Determine how many lines in the records hold "container", and give that number with nothing added.

**Data provided**
»»
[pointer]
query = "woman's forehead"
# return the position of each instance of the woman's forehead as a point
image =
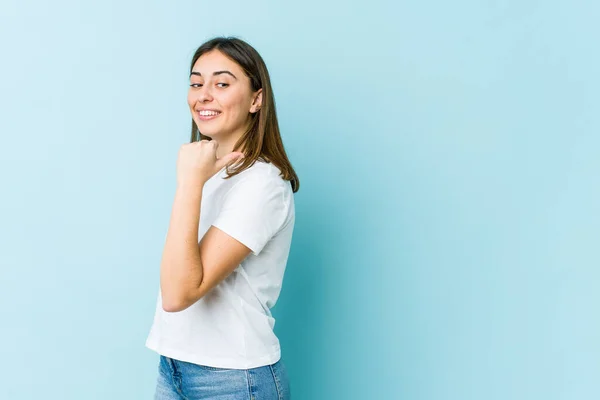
(215, 61)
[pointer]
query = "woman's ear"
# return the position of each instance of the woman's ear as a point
(257, 102)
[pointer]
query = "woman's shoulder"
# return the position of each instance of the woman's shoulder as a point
(263, 171)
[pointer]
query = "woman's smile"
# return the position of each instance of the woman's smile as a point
(207, 115)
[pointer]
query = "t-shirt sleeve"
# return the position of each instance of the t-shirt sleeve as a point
(252, 212)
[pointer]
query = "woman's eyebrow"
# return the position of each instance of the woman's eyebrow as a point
(214, 73)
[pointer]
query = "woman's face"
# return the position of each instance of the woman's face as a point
(220, 96)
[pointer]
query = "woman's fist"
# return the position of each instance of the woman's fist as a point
(197, 162)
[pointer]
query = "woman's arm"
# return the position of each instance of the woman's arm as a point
(190, 269)
(181, 266)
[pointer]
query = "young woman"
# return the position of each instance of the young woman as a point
(235, 192)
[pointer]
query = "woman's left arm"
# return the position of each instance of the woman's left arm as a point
(189, 269)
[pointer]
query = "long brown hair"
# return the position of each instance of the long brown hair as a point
(262, 139)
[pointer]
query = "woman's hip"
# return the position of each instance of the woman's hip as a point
(183, 380)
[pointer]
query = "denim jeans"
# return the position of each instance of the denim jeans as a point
(180, 380)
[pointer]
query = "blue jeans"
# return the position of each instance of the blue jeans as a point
(180, 380)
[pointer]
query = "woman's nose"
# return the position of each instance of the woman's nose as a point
(204, 94)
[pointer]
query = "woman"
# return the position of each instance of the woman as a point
(213, 327)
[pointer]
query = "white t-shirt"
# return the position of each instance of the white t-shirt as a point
(232, 326)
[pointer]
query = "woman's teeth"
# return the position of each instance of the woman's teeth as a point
(208, 113)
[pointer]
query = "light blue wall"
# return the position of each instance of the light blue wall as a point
(446, 244)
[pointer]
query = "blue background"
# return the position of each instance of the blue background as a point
(446, 243)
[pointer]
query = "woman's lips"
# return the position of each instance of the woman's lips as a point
(207, 117)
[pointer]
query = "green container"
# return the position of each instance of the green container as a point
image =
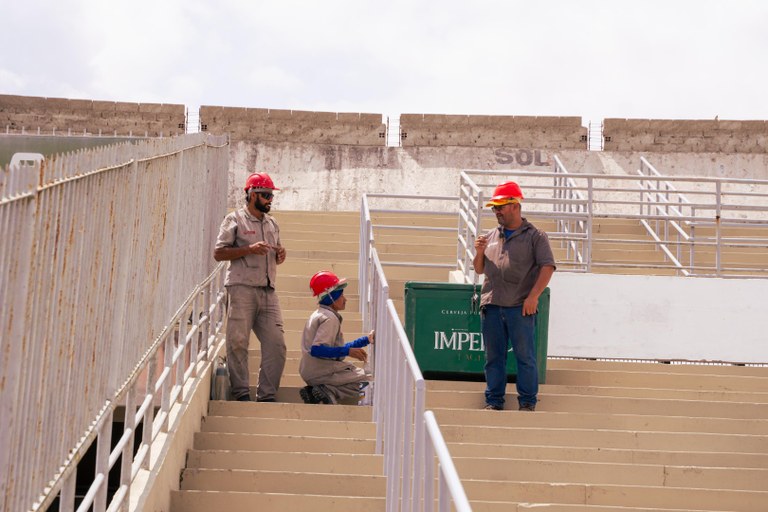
(442, 321)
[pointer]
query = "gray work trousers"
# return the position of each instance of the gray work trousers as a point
(255, 309)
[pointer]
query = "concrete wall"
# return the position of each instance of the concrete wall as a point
(333, 177)
(493, 131)
(296, 126)
(692, 136)
(656, 317)
(88, 117)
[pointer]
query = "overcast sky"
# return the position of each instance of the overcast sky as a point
(661, 59)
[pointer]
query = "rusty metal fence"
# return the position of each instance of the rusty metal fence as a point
(110, 299)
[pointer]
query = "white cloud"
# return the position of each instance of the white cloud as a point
(682, 59)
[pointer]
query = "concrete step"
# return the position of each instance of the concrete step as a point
(613, 405)
(558, 376)
(282, 443)
(651, 475)
(606, 438)
(602, 454)
(656, 367)
(597, 420)
(337, 463)
(205, 501)
(287, 482)
(617, 392)
(274, 426)
(497, 496)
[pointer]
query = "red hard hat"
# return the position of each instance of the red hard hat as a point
(506, 193)
(325, 282)
(259, 180)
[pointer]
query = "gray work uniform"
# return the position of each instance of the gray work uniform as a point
(253, 304)
(341, 379)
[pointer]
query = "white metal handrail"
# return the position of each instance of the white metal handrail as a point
(92, 273)
(449, 488)
(664, 211)
(399, 397)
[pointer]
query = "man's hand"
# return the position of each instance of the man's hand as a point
(480, 244)
(259, 248)
(530, 305)
(358, 353)
(280, 254)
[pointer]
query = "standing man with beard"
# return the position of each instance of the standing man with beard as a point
(249, 238)
(518, 263)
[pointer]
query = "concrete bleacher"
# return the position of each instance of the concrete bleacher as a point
(607, 436)
(294, 126)
(492, 131)
(693, 136)
(61, 116)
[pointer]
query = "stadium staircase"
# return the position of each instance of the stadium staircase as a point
(607, 436)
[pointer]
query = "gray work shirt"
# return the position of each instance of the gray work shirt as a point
(512, 264)
(322, 328)
(240, 228)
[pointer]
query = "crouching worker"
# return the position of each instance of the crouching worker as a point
(329, 378)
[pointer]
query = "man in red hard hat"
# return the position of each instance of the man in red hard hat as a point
(329, 378)
(518, 263)
(249, 238)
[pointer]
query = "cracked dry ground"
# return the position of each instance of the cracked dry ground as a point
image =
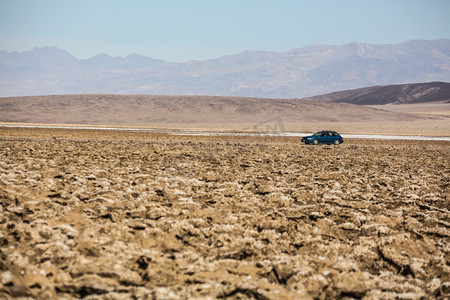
(104, 216)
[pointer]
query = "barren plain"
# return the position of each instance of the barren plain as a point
(226, 113)
(99, 214)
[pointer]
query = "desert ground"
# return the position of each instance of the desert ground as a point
(101, 214)
(227, 113)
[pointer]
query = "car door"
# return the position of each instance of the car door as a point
(323, 138)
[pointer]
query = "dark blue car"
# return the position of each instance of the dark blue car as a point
(323, 137)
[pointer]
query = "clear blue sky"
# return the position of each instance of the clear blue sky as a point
(183, 30)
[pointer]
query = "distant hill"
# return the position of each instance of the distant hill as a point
(148, 110)
(302, 72)
(395, 94)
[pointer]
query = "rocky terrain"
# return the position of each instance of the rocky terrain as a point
(392, 94)
(113, 215)
(303, 72)
(226, 113)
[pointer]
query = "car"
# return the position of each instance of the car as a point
(323, 137)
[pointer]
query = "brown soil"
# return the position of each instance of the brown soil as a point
(222, 113)
(112, 215)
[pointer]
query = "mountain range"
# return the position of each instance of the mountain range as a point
(303, 72)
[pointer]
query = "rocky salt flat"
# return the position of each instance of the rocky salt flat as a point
(123, 215)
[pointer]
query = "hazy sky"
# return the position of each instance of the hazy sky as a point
(183, 30)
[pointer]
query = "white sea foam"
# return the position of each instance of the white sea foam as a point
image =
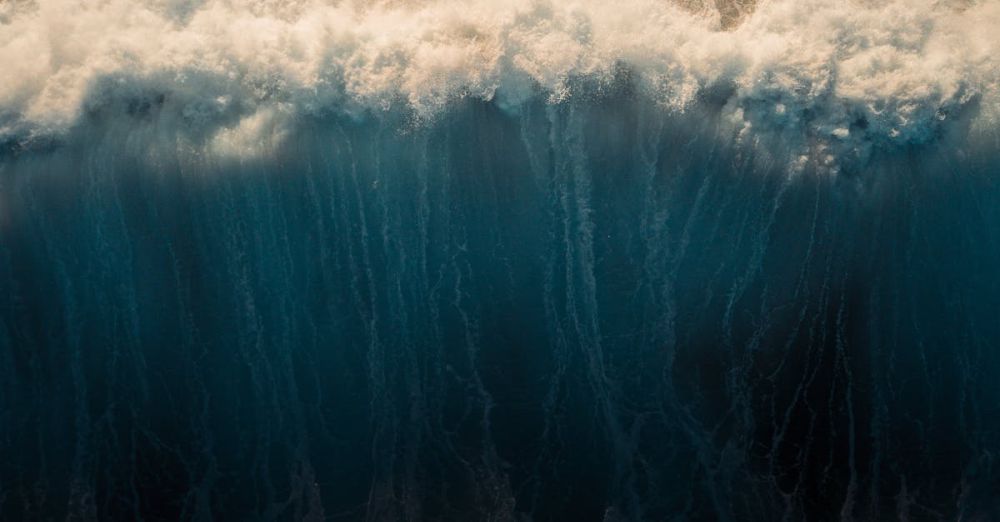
(833, 70)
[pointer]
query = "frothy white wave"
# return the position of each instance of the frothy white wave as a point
(895, 72)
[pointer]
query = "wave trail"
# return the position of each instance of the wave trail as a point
(847, 74)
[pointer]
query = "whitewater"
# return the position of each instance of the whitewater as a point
(483, 260)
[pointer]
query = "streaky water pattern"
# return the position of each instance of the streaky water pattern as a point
(570, 300)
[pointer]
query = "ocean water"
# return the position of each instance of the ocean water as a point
(481, 260)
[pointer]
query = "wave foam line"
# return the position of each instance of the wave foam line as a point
(894, 72)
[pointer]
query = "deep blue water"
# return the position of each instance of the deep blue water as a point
(592, 310)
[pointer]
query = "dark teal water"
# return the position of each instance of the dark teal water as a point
(585, 311)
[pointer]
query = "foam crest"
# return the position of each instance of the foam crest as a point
(839, 72)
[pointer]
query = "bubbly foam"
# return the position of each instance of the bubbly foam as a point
(836, 71)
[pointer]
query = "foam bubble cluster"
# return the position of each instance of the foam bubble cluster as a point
(835, 71)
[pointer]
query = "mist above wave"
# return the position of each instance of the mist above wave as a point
(847, 74)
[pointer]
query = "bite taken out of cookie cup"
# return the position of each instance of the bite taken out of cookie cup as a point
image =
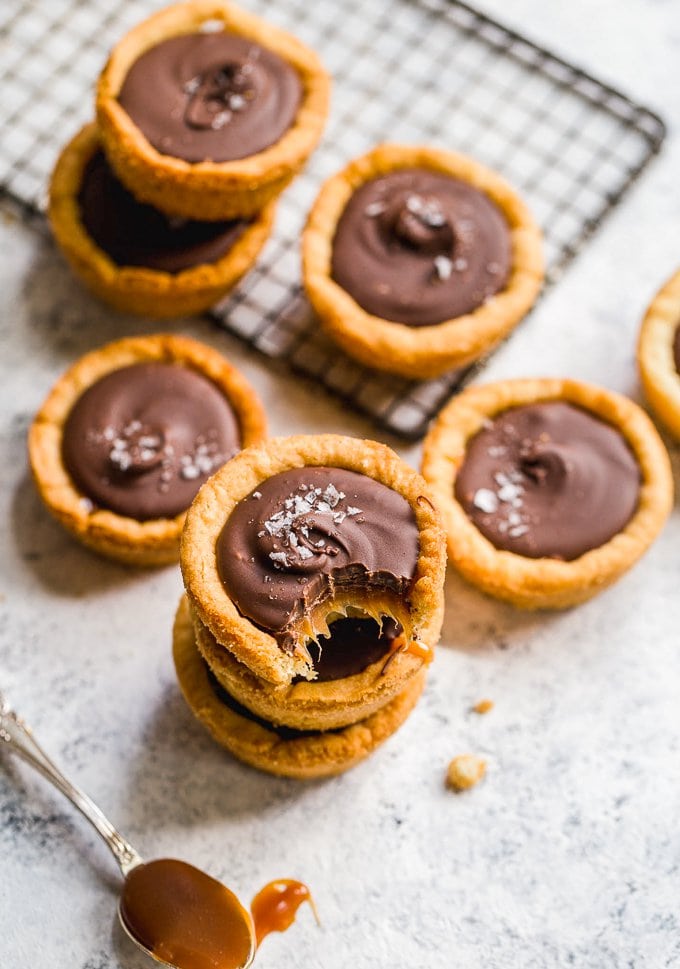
««
**Completed exercise**
2